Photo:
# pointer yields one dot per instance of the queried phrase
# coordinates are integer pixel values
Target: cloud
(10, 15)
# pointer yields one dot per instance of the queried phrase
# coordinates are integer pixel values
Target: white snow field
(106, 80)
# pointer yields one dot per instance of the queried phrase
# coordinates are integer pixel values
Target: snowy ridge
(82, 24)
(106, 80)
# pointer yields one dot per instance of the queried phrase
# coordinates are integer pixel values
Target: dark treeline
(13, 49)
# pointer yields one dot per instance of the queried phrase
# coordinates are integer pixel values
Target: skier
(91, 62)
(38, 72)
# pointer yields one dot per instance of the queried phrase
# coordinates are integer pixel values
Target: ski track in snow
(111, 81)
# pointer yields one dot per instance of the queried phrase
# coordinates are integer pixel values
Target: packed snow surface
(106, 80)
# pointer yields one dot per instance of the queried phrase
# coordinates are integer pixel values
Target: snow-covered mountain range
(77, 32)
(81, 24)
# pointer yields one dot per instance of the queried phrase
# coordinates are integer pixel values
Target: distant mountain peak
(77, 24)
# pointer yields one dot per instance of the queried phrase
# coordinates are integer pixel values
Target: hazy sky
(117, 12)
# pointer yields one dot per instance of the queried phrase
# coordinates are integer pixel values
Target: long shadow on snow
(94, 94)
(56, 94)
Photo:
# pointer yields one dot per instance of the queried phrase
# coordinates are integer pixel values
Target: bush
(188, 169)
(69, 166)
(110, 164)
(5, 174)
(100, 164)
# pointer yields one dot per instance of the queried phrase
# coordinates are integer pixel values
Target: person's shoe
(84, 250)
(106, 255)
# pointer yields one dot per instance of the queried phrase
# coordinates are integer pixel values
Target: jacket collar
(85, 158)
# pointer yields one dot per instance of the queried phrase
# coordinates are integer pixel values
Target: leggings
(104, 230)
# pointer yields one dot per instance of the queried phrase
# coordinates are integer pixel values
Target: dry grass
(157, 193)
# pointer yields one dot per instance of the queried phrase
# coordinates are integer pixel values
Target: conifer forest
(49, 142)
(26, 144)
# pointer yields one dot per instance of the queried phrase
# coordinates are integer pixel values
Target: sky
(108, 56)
----
INSTRUCTIONS TO FOLLOW: Every entry above needs to be quoted exactly.

ANSWER TO THIS EXERCISE:
Photo:
# pointer yields one dot per instance of the queried phrase
# coordinates are integer pixel values
Target: cloud
(10, 15)
# pointer yields one dot per instance of the queried phrase
# coordinates are integer pixel values
Target: white snow field
(106, 80)
# pointer yields one dot per instance of the queried phrase
# coordinates are integer pixel values
Target: snowy ridge
(82, 24)
(106, 80)
# pointer yields one dot per instance of the queried phrase
# coordinates are integer pixel values
Target: dark treeline
(13, 49)
# pointer yields one dot per instance of the queried phrase
# coordinates are integer pixel values
Target: skier
(91, 62)
(38, 72)
# pointer yields one dot per instance of the queried phrase
# coordinates are integer pixel values
Target: ski track in snow
(111, 81)
# pointer yields one dot per instance of the queried phrase
# coordinates are integer pixel values
Target: packed snow surface
(106, 80)
# pointer yields one dot per instance of the queried phrase
# coordinates are integer pixel values
Target: snow-covered mountain range
(77, 32)
(81, 24)
# pointer yields one dot per instance of the queried phrase
# coordinates are integer pixel values
Target: distant mountain peak
(77, 24)
# pointer yields one dot per instance of the queried phrase
# coordinates are integer pixel values
Target: hazy sky
(117, 12)
# pointer yields one dot per instance of the queried phrase
# coordinates are integer pixel values
Target: long shadow on snow
(94, 94)
(56, 94)
Photo:
# pointer yields one dot per instance of the queried phrase
# coordinates are integer pixel values
Target: bush
(188, 169)
(69, 166)
(110, 164)
(5, 174)
(100, 164)
# pointer yields one dot per instance of the queried phrase
# coordinates are integer pixel values
Target: person's shoe
(84, 250)
(106, 255)
# pointer yields one dot per instance of the queried phrase
# coordinates are integer pixel values
Target: jacket collar
(85, 158)
# pointer yields one dot per instance of the queried phrase
# coordinates are integer pixel values
Target: leggings
(104, 230)
# pointer yields one dot per instance of the queried phrase
# coordinates are integer pixel values
Target: dry grass
(157, 193)
# pointer yields one dot per instance of the queried phrase
# coordinates are integer pixel values
Target: conifer forest
(49, 142)
(26, 144)
# pointer yields one dot per instance of the queried phrase
# coordinates are integer pixel values
Target: sky
(108, 56)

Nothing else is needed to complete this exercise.